* Task instructions
Reproduce the material below word for word, but leave out the pictures.
BEGIN Supplied material
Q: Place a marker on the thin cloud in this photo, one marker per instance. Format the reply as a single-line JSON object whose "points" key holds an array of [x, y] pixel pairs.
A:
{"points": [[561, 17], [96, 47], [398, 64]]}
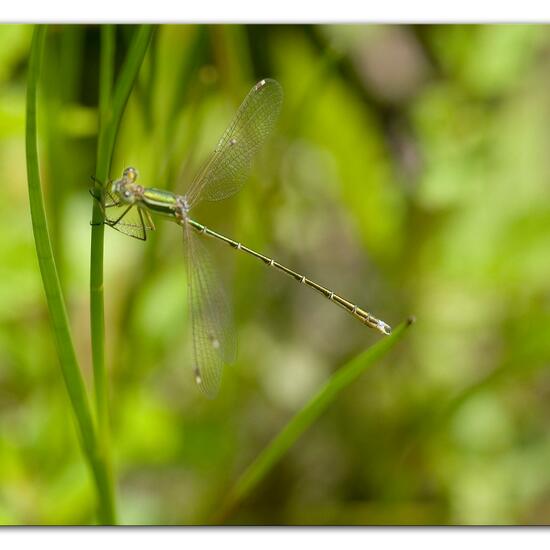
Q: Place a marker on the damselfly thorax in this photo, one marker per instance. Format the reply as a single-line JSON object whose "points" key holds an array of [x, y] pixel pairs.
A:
{"points": [[129, 205]]}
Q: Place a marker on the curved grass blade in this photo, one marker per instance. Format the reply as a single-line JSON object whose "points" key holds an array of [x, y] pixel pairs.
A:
{"points": [[302, 420], [54, 297]]}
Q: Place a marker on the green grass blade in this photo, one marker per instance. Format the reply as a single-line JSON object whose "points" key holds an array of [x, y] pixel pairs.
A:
{"points": [[305, 418], [111, 109], [54, 297]]}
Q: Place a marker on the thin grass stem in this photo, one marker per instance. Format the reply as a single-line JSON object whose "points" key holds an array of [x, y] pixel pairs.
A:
{"points": [[304, 418]]}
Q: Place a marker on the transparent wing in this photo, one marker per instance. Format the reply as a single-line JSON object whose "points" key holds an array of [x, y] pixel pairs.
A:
{"points": [[214, 342], [227, 168], [128, 219]]}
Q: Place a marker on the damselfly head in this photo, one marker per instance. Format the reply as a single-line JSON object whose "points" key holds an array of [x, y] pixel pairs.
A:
{"points": [[130, 174], [125, 187]]}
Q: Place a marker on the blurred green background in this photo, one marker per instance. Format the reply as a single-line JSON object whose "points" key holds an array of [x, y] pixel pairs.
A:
{"points": [[410, 172]]}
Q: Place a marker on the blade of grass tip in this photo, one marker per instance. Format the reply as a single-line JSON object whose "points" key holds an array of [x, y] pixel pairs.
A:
{"points": [[54, 297], [111, 109], [304, 418]]}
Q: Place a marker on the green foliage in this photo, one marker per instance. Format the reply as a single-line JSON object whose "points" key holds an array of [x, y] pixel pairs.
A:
{"points": [[409, 172]]}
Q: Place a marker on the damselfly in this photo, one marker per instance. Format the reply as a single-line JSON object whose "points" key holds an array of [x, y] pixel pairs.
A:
{"points": [[128, 207]]}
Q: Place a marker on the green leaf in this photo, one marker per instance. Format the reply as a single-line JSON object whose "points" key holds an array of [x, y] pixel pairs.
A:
{"points": [[304, 418]]}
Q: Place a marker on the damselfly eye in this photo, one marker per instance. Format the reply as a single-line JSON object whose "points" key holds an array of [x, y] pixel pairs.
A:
{"points": [[130, 174]]}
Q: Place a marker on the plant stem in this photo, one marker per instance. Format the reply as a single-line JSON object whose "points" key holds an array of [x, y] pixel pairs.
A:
{"points": [[111, 108], [54, 297], [304, 418]]}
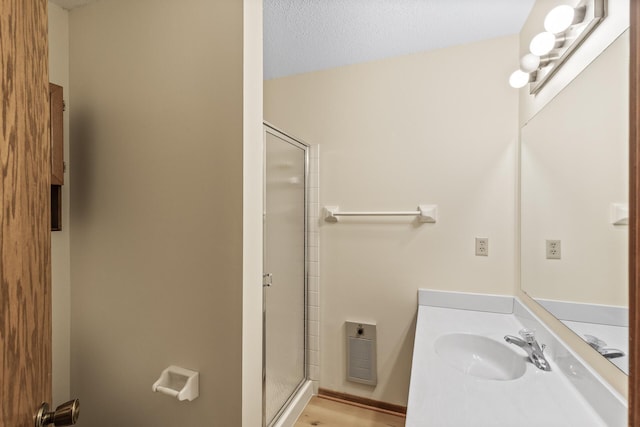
END Supplied material
* Exercise output
Q: Place a marker on the thin cloud in this photo, one marker per instance. Format the reply as a single-line JSON object whose "points" key holds an array of [x, y] pixel pairs.
A:
{"points": [[561, 17], [96, 47], [398, 64]]}
Q: Place a marker on the damselfly thorax in this photo, one marker per instance. Format the reply as a single-line JSON object whose "points" key holds an array of [x, y] pixel pairs.
A:
{"points": [[129, 205]]}
Q: Place a marker on the curved grass blade in this photo, one marker per instance. Format the reply as a single-line JSON object whose "points" key holds an array of [x, y] pixel pairs.
A:
{"points": [[302, 420], [54, 297]]}
Q: Place a marker on the green grass blade in this photo, one marker per instance. Format the reply as a single-line JSON object whose "points" key holds an array of [x, y] pixel pairs.
A:
{"points": [[305, 418], [111, 109], [54, 297]]}
Q: Place a marker on the thin grass stem in this photo, one marker per instance. Format the reply as a single-line JSON object whose "points" key holds an array of [x, y] pixel pairs.
A:
{"points": [[304, 418]]}
Q: Place a marker on the transparent wing in this photo, one marker per instance. Format the reply as a single-line JSON object whose "points" key holds an array of [x, y] pixel pairs.
A:
{"points": [[214, 342], [227, 168], [128, 219]]}
Q: Place a marker on the damselfly head in this photo, one marker per instance. Format the reply as a single-line JSON object whose "points" key holds an array of [x, y] pixel pairs.
A:
{"points": [[130, 174], [125, 187]]}
Q: Place a marker on the blurred green background in this photo, one marker per instance. Format the reply as a single-line JSON object whose "points" key holds an array of [x, y] pixel pairs.
A:
{"points": [[410, 172]]}
Q: Place a marker on the blade of grass tip in this photo, one marker per instance. Format the reply as a single-line JSON object whose "points" key holds an array of [x, y] pixel pairs.
A:
{"points": [[54, 297], [111, 109], [304, 418]]}
Q: Place a marker on the green foliage in this photo, one marker per instance. Format the reply as a single-line JSON object whose "points" key holds an array of [x, y] pixel pairs.
A:
{"points": [[409, 172]]}
Q: Place a marker on the damselfly in this photo, one marker per instance. Format the reply as a single-line JSON object whose "points" key holds an array of [x, y] pixel pairs.
A:
{"points": [[128, 207]]}
Q: Place a marker on the green leaf in this photo, one marker per instance. Format the reply as a single-line JSON object whose "points" key holds an array of [x, y] pixel pairs.
A:
{"points": [[304, 418]]}
Q: Place a marker on the damselfly eye in this photo, one marker per instance. Format the reply as a single-line JSON object whose "points" key holds an array of [x, y] pixel pairs.
A:
{"points": [[130, 174]]}
Q: Place a marker on the plant stem in this photo, one marker per instance. Format the reply as a single-line JSON object whose "points" key holds an array of [x, y] pixel pairs.
A:
{"points": [[111, 108], [54, 297], [304, 418]]}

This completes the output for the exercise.